_YOUR TASK_: Could you format the rows below, from the line containing "outline white wall, every instance" up to and including the final line, as a JSON list of strings with one string per line and blank lines omitted?

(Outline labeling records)
====
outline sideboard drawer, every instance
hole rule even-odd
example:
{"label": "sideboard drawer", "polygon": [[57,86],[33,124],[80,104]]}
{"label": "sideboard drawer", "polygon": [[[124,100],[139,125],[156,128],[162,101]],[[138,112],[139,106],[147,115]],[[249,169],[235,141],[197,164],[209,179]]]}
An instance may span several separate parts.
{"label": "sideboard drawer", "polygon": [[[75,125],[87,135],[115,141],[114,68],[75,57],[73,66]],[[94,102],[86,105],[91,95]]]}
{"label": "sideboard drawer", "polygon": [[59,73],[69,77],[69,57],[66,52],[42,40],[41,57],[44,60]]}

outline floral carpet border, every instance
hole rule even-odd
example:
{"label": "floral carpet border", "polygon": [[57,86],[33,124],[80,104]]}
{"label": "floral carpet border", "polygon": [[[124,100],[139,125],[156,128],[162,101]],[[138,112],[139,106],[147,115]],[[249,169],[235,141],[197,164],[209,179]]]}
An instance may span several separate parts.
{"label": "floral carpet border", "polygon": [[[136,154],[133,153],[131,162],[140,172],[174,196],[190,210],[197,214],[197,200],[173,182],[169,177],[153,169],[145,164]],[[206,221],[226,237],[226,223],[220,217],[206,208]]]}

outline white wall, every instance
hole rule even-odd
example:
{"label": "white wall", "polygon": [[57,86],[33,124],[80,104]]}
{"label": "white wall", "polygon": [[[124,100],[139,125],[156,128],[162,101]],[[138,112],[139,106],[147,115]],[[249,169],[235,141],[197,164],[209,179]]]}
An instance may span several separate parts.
====
_SOLUTION_:
[
  "outline white wall, every instance",
  "hole rule even-odd",
  "example:",
  "{\"label\": \"white wall\", \"polygon\": [[57,86],[33,124],[80,104]]}",
  "{\"label\": \"white wall\", \"polygon\": [[[124,100],[139,125],[156,128],[162,101]],[[138,112],[139,106],[147,115]],[[249,169],[235,141],[197,164],[209,179]]]}",
  "An instance may span several separate parts."
]